## BEGIN Records shown

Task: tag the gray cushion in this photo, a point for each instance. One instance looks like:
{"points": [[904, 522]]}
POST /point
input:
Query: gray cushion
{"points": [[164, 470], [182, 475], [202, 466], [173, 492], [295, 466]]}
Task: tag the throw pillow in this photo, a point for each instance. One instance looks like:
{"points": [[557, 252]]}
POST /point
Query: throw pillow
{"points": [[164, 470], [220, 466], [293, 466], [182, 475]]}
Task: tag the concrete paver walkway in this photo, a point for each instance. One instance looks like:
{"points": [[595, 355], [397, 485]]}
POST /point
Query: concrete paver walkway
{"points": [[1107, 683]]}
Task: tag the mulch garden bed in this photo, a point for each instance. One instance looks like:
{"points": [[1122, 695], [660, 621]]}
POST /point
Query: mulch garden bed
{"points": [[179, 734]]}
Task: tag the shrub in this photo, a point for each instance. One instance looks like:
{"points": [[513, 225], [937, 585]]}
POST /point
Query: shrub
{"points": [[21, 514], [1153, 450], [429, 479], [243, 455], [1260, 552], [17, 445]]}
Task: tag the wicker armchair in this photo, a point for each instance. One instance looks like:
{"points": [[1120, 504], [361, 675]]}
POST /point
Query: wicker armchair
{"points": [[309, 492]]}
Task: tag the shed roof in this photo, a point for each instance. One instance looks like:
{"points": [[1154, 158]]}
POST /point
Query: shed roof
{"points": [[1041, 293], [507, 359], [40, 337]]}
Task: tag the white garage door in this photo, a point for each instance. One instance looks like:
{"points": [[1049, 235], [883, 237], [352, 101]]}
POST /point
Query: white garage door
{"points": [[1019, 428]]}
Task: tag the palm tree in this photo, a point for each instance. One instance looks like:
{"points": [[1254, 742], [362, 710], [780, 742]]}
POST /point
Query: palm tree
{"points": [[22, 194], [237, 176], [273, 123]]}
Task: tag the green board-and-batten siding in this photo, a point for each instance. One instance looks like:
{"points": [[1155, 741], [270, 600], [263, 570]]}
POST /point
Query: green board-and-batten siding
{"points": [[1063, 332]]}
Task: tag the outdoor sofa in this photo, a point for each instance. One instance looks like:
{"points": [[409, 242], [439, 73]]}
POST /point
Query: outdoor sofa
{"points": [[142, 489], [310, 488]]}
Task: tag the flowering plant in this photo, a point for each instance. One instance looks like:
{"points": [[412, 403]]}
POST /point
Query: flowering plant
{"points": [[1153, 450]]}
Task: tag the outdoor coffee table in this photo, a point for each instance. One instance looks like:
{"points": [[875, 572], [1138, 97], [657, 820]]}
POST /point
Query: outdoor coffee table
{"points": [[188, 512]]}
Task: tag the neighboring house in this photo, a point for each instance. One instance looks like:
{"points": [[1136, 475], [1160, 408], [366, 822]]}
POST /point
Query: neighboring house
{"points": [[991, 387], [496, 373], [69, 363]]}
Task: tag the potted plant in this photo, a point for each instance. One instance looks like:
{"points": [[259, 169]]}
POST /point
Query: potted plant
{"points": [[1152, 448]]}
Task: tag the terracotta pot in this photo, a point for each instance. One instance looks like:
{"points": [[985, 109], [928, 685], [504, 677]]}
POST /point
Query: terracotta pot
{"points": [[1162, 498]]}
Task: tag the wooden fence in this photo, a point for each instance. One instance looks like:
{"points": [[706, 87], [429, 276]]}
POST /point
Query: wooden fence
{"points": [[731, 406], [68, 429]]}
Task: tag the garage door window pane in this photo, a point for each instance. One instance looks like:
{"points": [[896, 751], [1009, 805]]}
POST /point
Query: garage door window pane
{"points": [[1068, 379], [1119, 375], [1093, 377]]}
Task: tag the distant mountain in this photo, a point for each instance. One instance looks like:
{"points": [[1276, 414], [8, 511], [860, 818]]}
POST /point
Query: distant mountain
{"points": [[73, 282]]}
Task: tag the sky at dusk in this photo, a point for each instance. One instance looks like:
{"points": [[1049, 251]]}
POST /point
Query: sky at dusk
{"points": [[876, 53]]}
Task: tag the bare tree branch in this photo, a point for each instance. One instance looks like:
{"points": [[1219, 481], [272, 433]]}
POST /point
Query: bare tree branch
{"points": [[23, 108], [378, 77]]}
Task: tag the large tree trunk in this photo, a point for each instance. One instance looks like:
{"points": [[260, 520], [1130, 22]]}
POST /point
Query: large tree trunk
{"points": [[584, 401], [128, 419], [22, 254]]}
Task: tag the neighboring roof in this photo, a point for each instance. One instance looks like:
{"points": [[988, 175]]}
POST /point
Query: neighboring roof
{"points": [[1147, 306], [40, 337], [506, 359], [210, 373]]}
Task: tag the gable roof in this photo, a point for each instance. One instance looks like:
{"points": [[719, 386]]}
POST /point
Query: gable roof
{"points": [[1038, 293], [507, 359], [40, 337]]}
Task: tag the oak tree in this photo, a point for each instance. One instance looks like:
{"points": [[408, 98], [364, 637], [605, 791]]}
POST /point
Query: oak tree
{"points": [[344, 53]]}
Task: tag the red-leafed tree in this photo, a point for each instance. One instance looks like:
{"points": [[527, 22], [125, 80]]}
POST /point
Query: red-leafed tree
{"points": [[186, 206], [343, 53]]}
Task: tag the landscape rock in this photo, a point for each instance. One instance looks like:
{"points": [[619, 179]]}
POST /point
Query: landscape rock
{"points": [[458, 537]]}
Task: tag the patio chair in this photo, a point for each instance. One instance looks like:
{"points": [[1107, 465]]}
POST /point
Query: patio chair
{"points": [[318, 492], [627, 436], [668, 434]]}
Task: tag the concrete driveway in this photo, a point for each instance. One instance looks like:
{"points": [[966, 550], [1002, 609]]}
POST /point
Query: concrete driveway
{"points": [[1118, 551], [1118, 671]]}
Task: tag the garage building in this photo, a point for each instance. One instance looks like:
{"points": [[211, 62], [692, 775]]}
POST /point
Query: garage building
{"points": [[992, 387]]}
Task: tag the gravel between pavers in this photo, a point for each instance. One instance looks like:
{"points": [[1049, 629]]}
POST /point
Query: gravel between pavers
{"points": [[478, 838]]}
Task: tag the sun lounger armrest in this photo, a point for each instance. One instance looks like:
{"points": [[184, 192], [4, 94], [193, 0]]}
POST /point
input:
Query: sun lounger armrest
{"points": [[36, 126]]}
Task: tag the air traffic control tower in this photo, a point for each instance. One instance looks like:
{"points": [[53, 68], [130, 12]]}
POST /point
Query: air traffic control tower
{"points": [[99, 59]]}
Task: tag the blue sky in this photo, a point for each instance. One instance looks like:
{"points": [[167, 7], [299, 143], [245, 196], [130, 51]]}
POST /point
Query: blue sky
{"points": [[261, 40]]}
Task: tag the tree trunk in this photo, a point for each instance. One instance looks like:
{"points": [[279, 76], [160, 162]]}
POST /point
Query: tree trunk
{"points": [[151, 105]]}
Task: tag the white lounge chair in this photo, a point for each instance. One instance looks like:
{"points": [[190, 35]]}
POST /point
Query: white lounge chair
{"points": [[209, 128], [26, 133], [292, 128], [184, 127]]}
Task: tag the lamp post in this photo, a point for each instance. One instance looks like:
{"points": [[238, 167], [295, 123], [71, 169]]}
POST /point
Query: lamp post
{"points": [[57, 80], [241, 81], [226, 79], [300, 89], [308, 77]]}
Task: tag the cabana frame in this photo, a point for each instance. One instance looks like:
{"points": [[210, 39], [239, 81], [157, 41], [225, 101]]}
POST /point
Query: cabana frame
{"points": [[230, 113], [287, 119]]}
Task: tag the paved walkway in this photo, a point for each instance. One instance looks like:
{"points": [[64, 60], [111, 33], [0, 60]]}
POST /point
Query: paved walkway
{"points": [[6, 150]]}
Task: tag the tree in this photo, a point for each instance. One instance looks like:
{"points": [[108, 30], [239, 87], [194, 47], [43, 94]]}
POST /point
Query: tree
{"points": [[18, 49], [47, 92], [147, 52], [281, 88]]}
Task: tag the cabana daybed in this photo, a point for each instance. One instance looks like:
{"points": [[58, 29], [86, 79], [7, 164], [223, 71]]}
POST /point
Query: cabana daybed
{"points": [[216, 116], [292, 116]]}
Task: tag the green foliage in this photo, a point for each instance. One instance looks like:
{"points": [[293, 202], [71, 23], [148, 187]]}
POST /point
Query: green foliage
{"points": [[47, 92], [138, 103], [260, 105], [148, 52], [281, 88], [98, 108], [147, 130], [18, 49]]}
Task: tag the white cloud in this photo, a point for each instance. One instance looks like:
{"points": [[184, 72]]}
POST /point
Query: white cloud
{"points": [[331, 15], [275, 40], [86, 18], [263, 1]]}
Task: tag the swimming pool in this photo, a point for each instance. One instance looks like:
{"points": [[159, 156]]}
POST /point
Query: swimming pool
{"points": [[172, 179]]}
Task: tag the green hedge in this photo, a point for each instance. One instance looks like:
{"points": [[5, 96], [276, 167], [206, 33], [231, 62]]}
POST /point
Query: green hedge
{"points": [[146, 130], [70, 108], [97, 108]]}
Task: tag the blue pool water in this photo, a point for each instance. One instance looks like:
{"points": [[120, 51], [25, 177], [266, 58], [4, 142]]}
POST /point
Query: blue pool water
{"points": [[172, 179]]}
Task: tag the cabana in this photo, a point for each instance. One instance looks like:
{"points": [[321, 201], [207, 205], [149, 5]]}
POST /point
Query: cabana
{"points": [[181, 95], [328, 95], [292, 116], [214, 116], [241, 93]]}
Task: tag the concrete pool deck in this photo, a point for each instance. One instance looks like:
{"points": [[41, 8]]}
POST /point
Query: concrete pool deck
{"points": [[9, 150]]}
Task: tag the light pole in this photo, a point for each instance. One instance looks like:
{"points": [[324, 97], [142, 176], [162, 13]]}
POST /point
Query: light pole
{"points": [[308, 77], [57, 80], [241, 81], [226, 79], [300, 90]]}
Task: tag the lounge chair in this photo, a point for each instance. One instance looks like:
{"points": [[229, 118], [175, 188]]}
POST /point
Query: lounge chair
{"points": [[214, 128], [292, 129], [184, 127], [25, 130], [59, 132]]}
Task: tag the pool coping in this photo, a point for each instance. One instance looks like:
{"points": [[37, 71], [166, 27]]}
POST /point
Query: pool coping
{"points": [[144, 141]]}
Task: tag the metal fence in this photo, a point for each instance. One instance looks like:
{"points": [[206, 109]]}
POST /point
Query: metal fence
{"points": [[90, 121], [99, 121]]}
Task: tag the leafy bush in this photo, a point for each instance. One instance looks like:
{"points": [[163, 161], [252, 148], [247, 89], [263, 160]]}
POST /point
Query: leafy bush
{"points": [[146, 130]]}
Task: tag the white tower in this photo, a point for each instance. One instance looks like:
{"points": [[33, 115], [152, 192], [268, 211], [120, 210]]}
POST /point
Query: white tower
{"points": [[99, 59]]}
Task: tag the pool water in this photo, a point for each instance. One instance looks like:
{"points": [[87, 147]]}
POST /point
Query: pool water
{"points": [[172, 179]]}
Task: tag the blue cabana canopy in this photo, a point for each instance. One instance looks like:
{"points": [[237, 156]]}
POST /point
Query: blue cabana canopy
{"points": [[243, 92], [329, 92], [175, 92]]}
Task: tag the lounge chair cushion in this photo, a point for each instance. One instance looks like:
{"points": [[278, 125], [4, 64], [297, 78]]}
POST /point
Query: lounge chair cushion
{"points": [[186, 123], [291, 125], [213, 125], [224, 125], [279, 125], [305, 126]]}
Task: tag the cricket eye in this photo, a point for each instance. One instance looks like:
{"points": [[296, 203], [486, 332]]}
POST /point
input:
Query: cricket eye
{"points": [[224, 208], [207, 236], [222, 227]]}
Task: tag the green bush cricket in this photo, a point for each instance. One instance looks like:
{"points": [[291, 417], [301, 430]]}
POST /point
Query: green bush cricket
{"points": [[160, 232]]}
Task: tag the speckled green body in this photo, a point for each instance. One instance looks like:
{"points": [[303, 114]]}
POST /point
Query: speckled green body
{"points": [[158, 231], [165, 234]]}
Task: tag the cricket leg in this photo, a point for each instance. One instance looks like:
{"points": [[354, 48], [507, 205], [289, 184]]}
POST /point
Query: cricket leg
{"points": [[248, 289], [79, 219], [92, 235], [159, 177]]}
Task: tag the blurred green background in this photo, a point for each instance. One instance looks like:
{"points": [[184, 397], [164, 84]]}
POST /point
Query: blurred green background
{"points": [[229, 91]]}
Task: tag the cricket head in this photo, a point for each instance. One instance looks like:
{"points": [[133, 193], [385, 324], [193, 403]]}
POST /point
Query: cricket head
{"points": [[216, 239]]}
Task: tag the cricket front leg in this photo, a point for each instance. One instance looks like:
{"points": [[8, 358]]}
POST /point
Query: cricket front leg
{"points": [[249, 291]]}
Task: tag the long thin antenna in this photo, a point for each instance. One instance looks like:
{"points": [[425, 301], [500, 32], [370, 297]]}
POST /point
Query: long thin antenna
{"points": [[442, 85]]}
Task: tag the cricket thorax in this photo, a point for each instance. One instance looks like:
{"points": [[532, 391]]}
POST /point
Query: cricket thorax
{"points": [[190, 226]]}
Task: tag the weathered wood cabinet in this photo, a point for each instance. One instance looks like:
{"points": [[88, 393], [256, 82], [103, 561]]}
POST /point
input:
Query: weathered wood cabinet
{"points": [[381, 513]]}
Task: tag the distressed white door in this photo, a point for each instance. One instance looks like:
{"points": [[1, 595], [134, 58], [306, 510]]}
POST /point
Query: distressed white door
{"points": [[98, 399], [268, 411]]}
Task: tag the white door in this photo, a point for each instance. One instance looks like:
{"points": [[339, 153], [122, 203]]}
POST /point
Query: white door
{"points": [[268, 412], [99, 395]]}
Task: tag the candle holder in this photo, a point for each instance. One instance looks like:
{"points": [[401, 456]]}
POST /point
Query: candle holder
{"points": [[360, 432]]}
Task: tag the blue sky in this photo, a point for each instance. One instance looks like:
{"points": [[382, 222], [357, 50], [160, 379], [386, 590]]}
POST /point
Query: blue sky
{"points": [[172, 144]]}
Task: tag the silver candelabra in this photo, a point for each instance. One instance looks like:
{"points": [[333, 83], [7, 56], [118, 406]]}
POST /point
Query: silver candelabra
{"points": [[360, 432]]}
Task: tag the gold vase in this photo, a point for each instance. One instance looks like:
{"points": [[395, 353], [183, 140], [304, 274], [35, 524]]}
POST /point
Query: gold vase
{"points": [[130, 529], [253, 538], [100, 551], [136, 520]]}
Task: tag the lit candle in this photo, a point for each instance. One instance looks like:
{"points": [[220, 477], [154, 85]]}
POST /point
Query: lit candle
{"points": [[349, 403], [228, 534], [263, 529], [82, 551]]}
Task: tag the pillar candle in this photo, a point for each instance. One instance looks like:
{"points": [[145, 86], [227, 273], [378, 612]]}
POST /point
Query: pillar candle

## END Records shown

Requirements: Leave out every line before the one containing "Task: tag the gold"; set down that line and all remaining lines of the material exactly.

Task output:
Task: tag the gold vase in this photo, a point for each instance. One instance looks like:
{"points": [[395, 353], [183, 140], [304, 274], [35, 524]]}
POST /point
Query: gold vase
{"points": [[130, 529], [253, 538], [100, 551], [136, 520]]}
Task: tag the lit candle in this photo, a point for each instance. One instance looks like:
{"points": [[220, 477], [154, 85]]}
POST /point
Query: lit candle
{"points": [[349, 403], [228, 534], [263, 529], [82, 551]]}
Task: tag the pillar candle in this photo, a point for each instance. One instance looks like:
{"points": [[145, 86], [227, 273], [378, 612]]}
POST /point
Query: pillar candle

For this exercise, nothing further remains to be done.